BEGIN PASSAGE FOR REVIEW

Melissa Siegel (born 8 April 1981) is an American academic specialising in migration. She is professor of migration studies at the Maastricht Graduate School of Governance and UNU-MERIT where she has also been head of the migration and development research section since 2010.

== Biography ==
Melissa Siegel received a BSc in economics from the College of Charleston and graduated from the Honors College in 2003. In 2004, she received an MSc in Law and Economics from Utrecht University, as well as an MA in Policy and Organization in 2005. She obtained a PhD from Maastricht University in 2010 in Social Protection Policy.

Siegel is head of the Migration and Development research section of the Maastricht Graduate School of Governance and UNU-MERIT, which implements research projects and teaching programmes for policy makers. She is also co-director of the Maastricht Center for Citizenship, Migration and Development (MACIMIDE) at Maastricht University. Siegel currently holds the Chair of the UNU Migration Network and is a research associate at the Centre on Migration, Policy and Society (COMPAS) at the University of Oxford. She is also on the advisory board of the Migration Policy Center at the EUI and the International Institute of Social Studies in the Hague (ISS), and was formerly on the board of the Hague Process on Refugees and Migration. She has been a visiting research fellow at Harvard University, the Kiel Institute for the World Economy, and the University of Oxford.

END PASSAGE FOR REVIEW
BEGIN DATA EXTRACTS

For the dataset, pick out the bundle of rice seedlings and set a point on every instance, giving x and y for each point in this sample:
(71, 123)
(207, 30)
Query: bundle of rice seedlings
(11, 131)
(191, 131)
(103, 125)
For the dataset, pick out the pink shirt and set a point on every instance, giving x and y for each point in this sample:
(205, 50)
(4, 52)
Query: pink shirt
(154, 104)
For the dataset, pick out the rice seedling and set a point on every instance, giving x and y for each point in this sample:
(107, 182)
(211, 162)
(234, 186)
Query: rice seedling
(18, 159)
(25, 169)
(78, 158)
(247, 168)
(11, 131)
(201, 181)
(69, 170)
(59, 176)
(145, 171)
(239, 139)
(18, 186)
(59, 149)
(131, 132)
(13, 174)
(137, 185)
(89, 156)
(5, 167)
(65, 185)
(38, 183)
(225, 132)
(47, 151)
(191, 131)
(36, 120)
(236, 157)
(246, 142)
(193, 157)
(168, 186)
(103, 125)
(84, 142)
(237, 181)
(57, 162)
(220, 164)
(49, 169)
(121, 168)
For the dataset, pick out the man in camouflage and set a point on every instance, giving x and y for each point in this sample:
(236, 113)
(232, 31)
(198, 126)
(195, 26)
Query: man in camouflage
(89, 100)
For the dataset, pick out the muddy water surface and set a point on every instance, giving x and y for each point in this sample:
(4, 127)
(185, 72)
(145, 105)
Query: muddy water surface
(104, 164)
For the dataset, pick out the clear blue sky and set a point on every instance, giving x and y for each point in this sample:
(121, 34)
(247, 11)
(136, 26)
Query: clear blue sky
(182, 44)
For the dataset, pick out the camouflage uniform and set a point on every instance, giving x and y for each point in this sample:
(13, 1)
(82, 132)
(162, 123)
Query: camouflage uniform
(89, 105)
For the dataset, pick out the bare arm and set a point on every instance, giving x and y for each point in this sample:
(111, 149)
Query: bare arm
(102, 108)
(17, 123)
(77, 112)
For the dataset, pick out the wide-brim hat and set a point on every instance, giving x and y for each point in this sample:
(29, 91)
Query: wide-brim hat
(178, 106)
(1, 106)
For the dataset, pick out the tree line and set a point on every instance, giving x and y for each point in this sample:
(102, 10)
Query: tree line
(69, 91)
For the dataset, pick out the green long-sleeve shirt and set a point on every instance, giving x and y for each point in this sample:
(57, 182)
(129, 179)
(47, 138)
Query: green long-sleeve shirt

END DATA EXTRACTS

(YOUR TASKS):
1: Please list every academic degree named in the biography of Melissa Siegel above the material, giving each degree with its field of study.
2: According to the biography of Melissa Siegel, since what year has she headed the migration and development research section?

(SOLUTIONS TO THE PROBLEMS):
1:
- BSc in economics
- MSc in Law and Economics
- MA in Policy and Organization
- PhD in Social Protection Policy

2: Since 2010.